* **GIVEN PASSAGE**
# # # # #

WASHINGTON, D.C. 20549

 

FORM 8-K

 

CURRENT REPORT PURSUANT TO SECTION 13 OR 15 (d)
OF THE SECURITIES EXCHANGE ACT OF 1934

 

Date of Report: September 25, 2012

(Date of earliest event reported)

 

INTERNATIONAL BUSINESS MACHINES CORPORATION

(Exact name of registrant as specified in its charter)

 

New York

 

1-2360

 

13-0871985

(State of Incorporation)

 

(Commission File Number)

 

(IRS employer Identification No.)

 

ARMONK, NEW YORK

 

10504

(Address of principal executive offices)

 

(Zip Code)

 

914-499-1900

(Registrant’s telephone number)

 

Check the appropriate box below if the Form 8-K filing is intended to simultaneously satisfy the filing obligation of the registrant under any of the following provisions:

 

o  Written communications pursuant to Rule 425 under the Securities Act (17 CFR 230.425)

 

o  Soliciting material pursuant to Rule 14a-12 under the Exchange Act (17 CFR 240.14a-12)

 

o  Pre-commencement communications pursuant to Rule 14d-2(b) under the Exchange Act (17 CFR 240.14d-2(b))

 

o  Pre-commencement communications pursuant to Rule 13e-4(c) under the Exchange Act (17 CFR 240.13e-4(c))

 

 

 



 

Item 5.02(b) (Departure of Named Executive Officer and Director) and

Item 5.02(e) (Compensatory Arrangement for Named Executive Officer)

 

On September 25, 2012, the company announced that Virginia M. Rometty, president and chief executive officer of IBM, has been elected chairman of the IBM board of directors effective October 1, 2012.  Samuel J. Palmisano will no longer serve as an officer or director of the company effective October 1, 2012, and he will be a Senior Advisor to the company from October 1, 2012 through November 30, 2012.  Mr. Palmisano will retire from the company effective December 1, 2012. The press release is Exhibit 99.1 of this Form 8-K.

# # # # #

* **ENTRIES SUPPLIED**
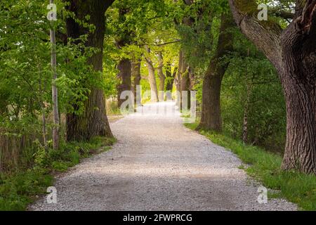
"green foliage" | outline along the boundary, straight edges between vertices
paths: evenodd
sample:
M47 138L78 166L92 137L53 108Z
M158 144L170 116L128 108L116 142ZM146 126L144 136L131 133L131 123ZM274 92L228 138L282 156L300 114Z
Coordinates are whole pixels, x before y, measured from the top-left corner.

# # # # #

* **THE EXERCISE**
In the Form 8-K, what role will Samuel J. Palmisano hold from October 1, 2012 through November 30, 2012?

* **ANSWER FOR THIS EXERCISE**
Senior Advisor to the company